- _The task_
Present the lines from the one containing "Is there at least one oval" through the one containing "xmin=212 ymin=11 xmax=323 ymax=115", both included, as a numbered list without blank lines. Leave the pictures out of your answer.

Gathered data entries:
※ ※ ※

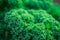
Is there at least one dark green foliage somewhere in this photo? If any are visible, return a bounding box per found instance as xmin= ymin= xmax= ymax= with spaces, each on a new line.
xmin=0 ymin=0 xmax=60 ymax=40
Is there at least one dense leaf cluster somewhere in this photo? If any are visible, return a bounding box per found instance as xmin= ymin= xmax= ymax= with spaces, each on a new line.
xmin=0 ymin=0 xmax=60 ymax=40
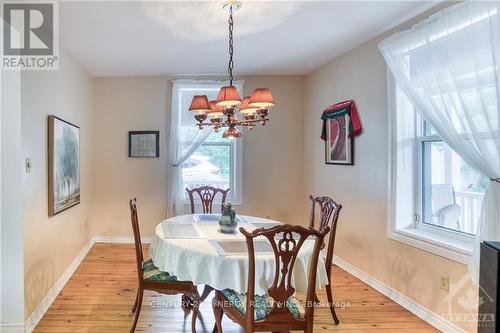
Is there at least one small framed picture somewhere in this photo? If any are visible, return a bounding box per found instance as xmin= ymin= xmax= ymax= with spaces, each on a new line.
xmin=128 ymin=131 xmax=160 ymax=157
xmin=325 ymin=114 xmax=354 ymax=165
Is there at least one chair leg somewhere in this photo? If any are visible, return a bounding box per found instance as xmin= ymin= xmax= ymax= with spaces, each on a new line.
xmin=132 ymin=286 xmax=141 ymax=313
xmin=130 ymin=289 xmax=144 ymax=333
xmin=212 ymin=297 xmax=224 ymax=333
xmin=191 ymin=300 xmax=201 ymax=333
xmin=200 ymin=284 xmax=214 ymax=302
xmin=181 ymin=295 xmax=193 ymax=309
xmin=326 ymin=284 xmax=340 ymax=325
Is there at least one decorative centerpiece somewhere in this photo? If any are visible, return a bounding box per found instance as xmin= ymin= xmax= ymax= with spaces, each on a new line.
xmin=219 ymin=203 xmax=238 ymax=234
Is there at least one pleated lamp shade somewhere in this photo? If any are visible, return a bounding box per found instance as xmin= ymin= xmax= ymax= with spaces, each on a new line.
xmin=216 ymin=86 xmax=241 ymax=108
xmin=249 ymin=88 xmax=275 ymax=109
xmin=207 ymin=101 xmax=224 ymax=118
xmin=189 ymin=95 xmax=212 ymax=113
xmin=240 ymin=96 xmax=258 ymax=115
xmin=222 ymin=126 xmax=241 ymax=139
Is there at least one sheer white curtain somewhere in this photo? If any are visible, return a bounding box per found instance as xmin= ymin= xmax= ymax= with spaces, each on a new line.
xmin=167 ymin=80 xmax=244 ymax=217
xmin=379 ymin=1 xmax=500 ymax=278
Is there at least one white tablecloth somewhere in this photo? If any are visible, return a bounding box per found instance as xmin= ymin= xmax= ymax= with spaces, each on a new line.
xmin=149 ymin=215 xmax=328 ymax=295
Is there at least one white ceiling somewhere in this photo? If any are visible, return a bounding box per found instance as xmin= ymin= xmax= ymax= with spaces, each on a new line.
xmin=59 ymin=0 xmax=437 ymax=76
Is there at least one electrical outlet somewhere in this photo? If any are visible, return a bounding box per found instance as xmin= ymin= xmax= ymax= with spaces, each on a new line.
xmin=439 ymin=275 xmax=450 ymax=291
xmin=24 ymin=157 xmax=33 ymax=173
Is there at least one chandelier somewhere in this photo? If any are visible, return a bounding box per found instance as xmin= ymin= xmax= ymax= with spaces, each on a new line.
xmin=189 ymin=0 xmax=275 ymax=138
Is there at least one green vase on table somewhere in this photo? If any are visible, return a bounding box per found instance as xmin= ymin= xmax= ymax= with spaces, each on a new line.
xmin=219 ymin=203 xmax=238 ymax=234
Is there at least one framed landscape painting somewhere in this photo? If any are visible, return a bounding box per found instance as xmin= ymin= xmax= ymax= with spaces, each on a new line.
xmin=128 ymin=131 xmax=160 ymax=157
xmin=48 ymin=116 xmax=80 ymax=216
xmin=325 ymin=114 xmax=353 ymax=165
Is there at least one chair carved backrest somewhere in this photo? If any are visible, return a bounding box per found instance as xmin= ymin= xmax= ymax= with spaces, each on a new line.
xmin=186 ymin=186 xmax=230 ymax=214
xmin=130 ymin=198 xmax=144 ymax=283
xmin=309 ymin=195 xmax=342 ymax=274
xmin=240 ymin=224 xmax=330 ymax=332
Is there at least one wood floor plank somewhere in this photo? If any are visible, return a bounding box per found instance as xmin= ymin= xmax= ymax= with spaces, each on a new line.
xmin=33 ymin=243 xmax=438 ymax=333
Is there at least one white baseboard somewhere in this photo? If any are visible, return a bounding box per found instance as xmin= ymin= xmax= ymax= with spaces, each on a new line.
xmin=333 ymin=256 xmax=467 ymax=333
xmin=92 ymin=236 xmax=153 ymax=244
xmin=23 ymin=239 xmax=94 ymax=333
xmin=19 ymin=236 xmax=466 ymax=333
xmin=0 ymin=323 xmax=24 ymax=333
xmin=22 ymin=236 xmax=152 ymax=333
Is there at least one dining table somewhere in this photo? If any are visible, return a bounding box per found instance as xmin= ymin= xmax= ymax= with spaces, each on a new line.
xmin=149 ymin=214 xmax=328 ymax=295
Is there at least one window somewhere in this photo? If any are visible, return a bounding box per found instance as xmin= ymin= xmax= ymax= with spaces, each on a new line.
xmin=388 ymin=73 xmax=489 ymax=263
xmin=172 ymin=81 xmax=242 ymax=204
xmin=418 ymin=130 xmax=489 ymax=235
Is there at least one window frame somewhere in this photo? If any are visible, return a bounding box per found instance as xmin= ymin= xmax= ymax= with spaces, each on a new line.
xmin=387 ymin=69 xmax=475 ymax=264
xmin=172 ymin=80 xmax=244 ymax=206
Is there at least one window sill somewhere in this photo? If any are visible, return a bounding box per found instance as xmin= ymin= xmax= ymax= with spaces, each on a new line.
xmin=184 ymin=198 xmax=243 ymax=207
xmin=387 ymin=228 xmax=472 ymax=265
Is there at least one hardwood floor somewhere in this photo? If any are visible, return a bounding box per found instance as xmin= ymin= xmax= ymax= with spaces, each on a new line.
xmin=34 ymin=243 xmax=438 ymax=333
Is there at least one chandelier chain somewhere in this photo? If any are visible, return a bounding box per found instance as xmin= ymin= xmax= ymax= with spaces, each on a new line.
xmin=227 ymin=5 xmax=234 ymax=86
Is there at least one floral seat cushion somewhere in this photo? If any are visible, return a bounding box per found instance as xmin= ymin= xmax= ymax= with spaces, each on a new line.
xmin=142 ymin=259 xmax=177 ymax=281
xmin=221 ymin=289 xmax=305 ymax=320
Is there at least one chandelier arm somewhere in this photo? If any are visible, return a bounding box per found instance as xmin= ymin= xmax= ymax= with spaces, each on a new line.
xmin=227 ymin=5 xmax=234 ymax=86
xmin=195 ymin=118 xmax=270 ymax=128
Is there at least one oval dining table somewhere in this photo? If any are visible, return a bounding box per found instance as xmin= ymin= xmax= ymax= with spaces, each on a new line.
xmin=149 ymin=214 xmax=328 ymax=295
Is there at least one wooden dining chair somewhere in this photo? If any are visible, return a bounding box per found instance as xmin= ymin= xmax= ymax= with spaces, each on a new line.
xmin=309 ymin=195 xmax=342 ymax=325
xmin=212 ymin=224 xmax=330 ymax=333
xmin=130 ymin=198 xmax=200 ymax=333
xmin=186 ymin=186 xmax=230 ymax=214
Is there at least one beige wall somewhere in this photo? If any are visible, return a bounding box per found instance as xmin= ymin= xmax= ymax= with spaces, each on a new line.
xmin=21 ymin=50 xmax=92 ymax=317
xmin=89 ymin=76 xmax=306 ymax=236
xmin=303 ymin=3 xmax=477 ymax=332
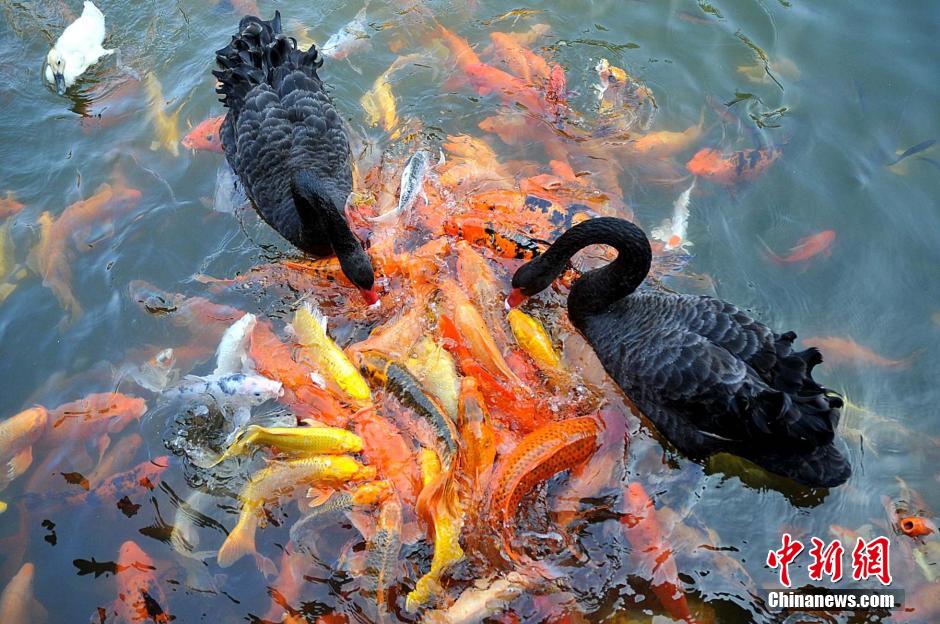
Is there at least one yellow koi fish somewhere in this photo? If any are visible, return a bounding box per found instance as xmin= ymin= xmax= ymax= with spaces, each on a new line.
xmin=405 ymin=336 xmax=460 ymax=418
xmin=144 ymin=72 xmax=181 ymax=156
xmin=291 ymin=304 xmax=372 ymax=405
xmin=210 ymin=425 xmax=362 ymax=467
xmin=405 ymin=449 xmax=464 ymax=612
xmin=216 ymin=455 xmax=375 ymax=568
xmin=509 ymin=308 xmax=563 ymax=372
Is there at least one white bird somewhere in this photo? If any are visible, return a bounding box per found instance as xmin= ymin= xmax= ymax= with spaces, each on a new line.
xmin=45 ymin=1 xmax=114 ymax=95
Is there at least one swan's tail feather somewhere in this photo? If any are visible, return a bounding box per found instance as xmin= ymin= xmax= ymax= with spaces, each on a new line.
xmin=212 ymin=11 xmax=323 ymax=115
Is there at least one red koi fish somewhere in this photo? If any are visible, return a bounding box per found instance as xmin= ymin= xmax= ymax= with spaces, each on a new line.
xmin=767 ymin=230 xmax=836 ymax=265
xmin=686 ymin=147 xmax=780 ymax=186
xmin=489 ymin=417 xmax=600 ymax=564
xmin=99 ymin=540 xmax=174 ymax=624
xmin=180 ymin=115 xmax=225 ymax=154
xmin=620 ymin=483 xmax=695 ymax=622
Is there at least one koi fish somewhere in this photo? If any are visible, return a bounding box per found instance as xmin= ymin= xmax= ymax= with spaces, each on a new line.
xmin=441 ymin=280 xmax=522 ymax=385
xmin=40 ymin=392 xmax=147 ymax=453
xmin=105 ymin=540 xmax=175 ymax=624
xmin=163 ymin=314 xmax=283 ymax=432
xmin=28 ymin=184 xmax=141 ymax=320
xmin=0 ymin=406 xmax=48 ymax=490
xmin=685 ymin=147 xmax=781 ymax=186
xmin=802 ymin=336 xmax=918 ymax=369
xmin=767 ymin=230 xmax=836 ymax=265
xmin=507 ymin=308 xmax=564 ymax=374
xmin=0 ymin=191 xmax=26 ymax=219
xmin=291 ymin=303 xmax=372 ymax=406
xmin=144 ymin=72 xmax=182 ymax=156
xmin=438 ymin=25 xmax=555 ymax=113
xmin=216 ymin=455 xmax=375 ymax=575
xmin=444 ymin=216 xmax=542 ymax=260
xmin=405 ymin=336 xmax=460 ymax=418
xmin=210 ymin=425 xmax=362 ymax=467
xmin=361 ymin=496 xmax=402 ymax=622
xmin=320 ymin=2 xmax=370 ymax=60
xmin=249 ymin=321 xmax=346 ymax=427
xmin=180 ymin=115 xmax=225 ymax=154
xmin=459 ymin=377 xmax=496 ymax=504
xmin=290 ymin=481 xmax=392 ymax=550
xmin=421 ymin=572 xmax=536 ymax=624
xmin=369 ymin=149 xmax=431 ymax=223
xmin=0 ymin=563 xmax=48 ymax=624
xmin=360 ymin=351 xmax=458 ymax=472
xmin=405 ymin=449 xmax=464 ymax=612
xmin=630 ymin=111 xmax=705 ymax=158
xmin=620 ymin=482 xmax=694 ymax=622
xmin=353 ymin=409 xmax=421 ymax=505
xmin=651 ymin=179 xmax=695 ymax=252
xmin=489 ymin=417 xmax=600 ymax=564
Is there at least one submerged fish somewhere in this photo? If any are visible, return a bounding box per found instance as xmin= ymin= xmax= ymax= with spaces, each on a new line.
xmin=802 ymin=336 xmax=918 ymax=369
xmin=489 ymin=417 xmax=600 ymax=563
xmin=0 ymin=563 xmax=48 ymax=624
xmin=291 ymin=304 xmax=372 ymax=406
xmin=405 ymin=449 xmax=464 ymax=612
xmin=767 ymin=230 xmax=836 ymax=264
xmin=144 ymin=72 xmax=182 ymax=156
xmin=180 ymin=115 xmax=225 ymax=154
xmin=213 ymin=425 xmax=362 ymax=465
xmin=217 ymin=455 xmax=375 ymax=571
xmin=686 ymin=147 xmax=780 ymax=186
xmin=163 ymin=314 xmax=283 ymax=437
xmin=421 ymin=572 xmax=536 ymax=624
xmin=319 ymin=2 xmax=370 ymax=60
xmin=370 ymin=149 xmax=431 ymax=223
xmin=362 ymin=496 xmax=402 ymax=622
xmin=650 ymin=180 xmax=695 ymax=252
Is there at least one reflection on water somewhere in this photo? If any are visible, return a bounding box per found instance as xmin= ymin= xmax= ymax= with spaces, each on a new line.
xmin=0 ymin=0 xmax=940 ymax=622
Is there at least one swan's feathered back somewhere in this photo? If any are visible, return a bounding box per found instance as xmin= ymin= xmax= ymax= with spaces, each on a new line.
xmin=213 ymin=12 xmax=354 ymax=260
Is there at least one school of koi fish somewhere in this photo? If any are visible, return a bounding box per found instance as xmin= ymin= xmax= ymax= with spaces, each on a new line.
xmin=0 ymin=3 xmax=940 ymax=624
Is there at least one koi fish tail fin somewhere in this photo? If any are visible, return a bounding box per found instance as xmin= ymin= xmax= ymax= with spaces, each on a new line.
xmin=216 ymin=509 xmax=258 ymax=568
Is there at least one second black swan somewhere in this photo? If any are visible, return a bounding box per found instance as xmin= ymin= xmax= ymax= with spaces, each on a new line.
xmin=213 ymin=12 xmax=378 ymax=304
xmin=508 ymin=217 xmax=851 ymax=487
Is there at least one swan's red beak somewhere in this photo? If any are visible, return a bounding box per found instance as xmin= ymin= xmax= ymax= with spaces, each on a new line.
xmin=506 ymin=288 xmax=527 ymax=310
xmin=359 ymin=286 xmax=379 ymax=305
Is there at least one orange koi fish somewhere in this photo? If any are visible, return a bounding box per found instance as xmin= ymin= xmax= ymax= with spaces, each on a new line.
xmin=29 ymin=184 xmax=141 ymax=321
xmin=444 ymin=216 xmax=541 ymax=260
xmin=250 ymin=321 xmax=348 ymax=427
xmin=106 ymin=540 xmax=174 ymax=624
xmin=180 ymin=115 xmax=225 ymax=154
xmin=0 ymin=563 xmax=48 ymax=624
xmin=0 ymin=406 xmax=47 ymax=490
xmin=441 ymin=280 xmax=521 ymax=385
xmin=685 ymin=147 xmax=780 ymax=186
xmin=0 ymin=191 xmax=26 ymax=219
xmin=489 ymin=417 xmax=600 ymax=564
xmin=620 ymin=482 xmax=694 ymax=622
xmin=352 ymin=408 xmax=421 ymax=505
xmin=767 ymin=230 xmax=836 ymax=265
xmin=438 ymin=26 xmax=554 ymax=112
xmin=802 ymin=336 xmax=918 ymax=369
xmin=40 ymin=392 xmax=147 ymax=453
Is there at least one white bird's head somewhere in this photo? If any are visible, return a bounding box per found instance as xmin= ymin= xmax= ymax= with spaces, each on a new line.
xmin=46 ymin=48 xmax=67 ymax=95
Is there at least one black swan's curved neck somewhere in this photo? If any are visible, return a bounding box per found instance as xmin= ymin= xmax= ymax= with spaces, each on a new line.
xmin=513 ymin=217 xmax=652 ymax=325
xmin=291 ymin=169 xmax=361 ymax=257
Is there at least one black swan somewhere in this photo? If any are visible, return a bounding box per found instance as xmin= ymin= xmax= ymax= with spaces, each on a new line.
xmin=212 ymin=12 xmax=378 ymax=305
xmin=507 ymin=217 xmax=851 ymax=487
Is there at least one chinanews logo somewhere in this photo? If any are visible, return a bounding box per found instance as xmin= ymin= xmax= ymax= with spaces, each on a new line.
xmin=767 ymin=533 xmax=903 ymax=610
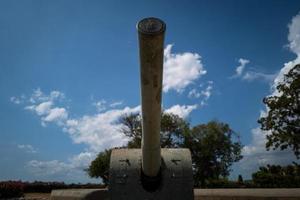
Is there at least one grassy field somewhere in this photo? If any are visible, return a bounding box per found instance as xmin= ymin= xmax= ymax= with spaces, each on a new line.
xmin=25 ymin=193 xmax=50 ymax=200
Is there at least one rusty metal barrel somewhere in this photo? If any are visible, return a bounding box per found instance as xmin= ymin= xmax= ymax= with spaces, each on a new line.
xmin=108 ymin=17 xmax=194 ymax=200
xmin=137 ymin=18 xmax=166 ymax=177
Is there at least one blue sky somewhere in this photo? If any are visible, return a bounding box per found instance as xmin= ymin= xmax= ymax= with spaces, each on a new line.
xmin=0 ymin=0 xmax=300 ymax=182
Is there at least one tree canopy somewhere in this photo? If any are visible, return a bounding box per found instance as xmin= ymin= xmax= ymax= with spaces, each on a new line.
xmin=87 ymin=113 xmax=242 ymax=187
xmin=258 ymin=65 xmax=300 ymax=159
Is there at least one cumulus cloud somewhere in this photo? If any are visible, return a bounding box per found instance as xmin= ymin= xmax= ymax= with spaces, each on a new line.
xmin=235 ymin=58 xmax=250 ymax=77
xmin=235 ymin=128 xmax=295 ymax=178
xmin=25 ymin=88 xmax=68 ymax=126
xmin=188 ymin=81 xmax=213 ymax=106
xmin=242 ymin=71 xmax=276 ymax=82
xmin=10 ymin=96 xmax=22 ymax=104
xmin=64 ymin=106 xmax=140 ymax=151
xmin=272 ymin=13 xmax=300 ymax=95
xmin=236 ymin=11 xmax=300 ymax=177
xmin=93 ymin=99 xmax=106 ymax=112
xmin=25 ymin=151 xmax=99 ymax=182
xmin=165 ymin=104 xmax=198 ymax=118
xmin=17 ymin=144 xmax=37 ymax=153
xmin=109 ymin=101 xmax=123 ymax=108
xmin=163 ymin=44 xmax=206 ymax=92
xmin=229 ymin=58 xmax=276 ymax=82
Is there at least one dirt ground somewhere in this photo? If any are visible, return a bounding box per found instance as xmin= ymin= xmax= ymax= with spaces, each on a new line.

※ ※ ※

- _Answer to the exercise_
1. Is there at least one oval dining table somewhere in this photo? If any are visible, return a bounding box per found instance as xmin= ymin= xmax= ymax= with spaces, each on a new line.
2. xmin=149 ymin=214 xmax=328 ymax=295
3. Is there at least one wooden dining chair somewhere in this photo? If any are visible, return a bounding box per found instance as xmin= ymin= xmax= ymax= with spaces, each on a new line.
4. xmin=309 ymin=195 xmax=342 ymax=325
5. xmin=212 ymin=224 xmax=330 ymax=333
6. xmin=130 ymin=198 xmax=200 ymax=333
7. xmin=186 ymin=186 xmax=230 ymax=214
8. Is there at least one beige wall somewhere in this photo? If any are visible, return a bounding box per found instance as xmin= ymin= xmax= ymax= with spaces, each on a new line.
9. xmin=21 ymin=50 xmax=92 ymax=317
10. xmin=89 ymin=76 xmax=306 ymax=236
11. xmin=303 ymin=3 xmax=477 ymax=332
12. Is there at least one yellow koi fish somewhere in this photo? If any are visible, return a bounding box per found instance as xmin= ymin= xmax= ymax= with spaces, each on a new line.
13. xmin=405 ymin=336 xmax=460 ymax=418
14. xmin=144 ymin=72 xmax=181 ymax=156
15. xmin=291 ymin=304 xmax=372 ymax=405
16. xmin=210 ymin=425 xmax=362 ymax=467
17. xmin=405 ymin=449 xmax=464 ymax=612
18. xmin=216 ymin=455 xmax=375 ymax=568
19. xmin=509 ymin=308 xmax=563 ymax=372
20. Is there at least one white bird somewhere in this photo? If any are visible, return a bounding box per found instance as xmin= ymin= xmax= ymax= with spaces, each on a new line.
21. xmin=45 ymin=1 xmax=114 ymax=95
22. Is there at least one swan's tail feather somewhere in this photo? If any are visible, return a bounding box per found instance as xmin= ymin= xmax= ymax= with spaces, each on a new line.
23. xmin=212 ymin=11 xmax=323 ymax=115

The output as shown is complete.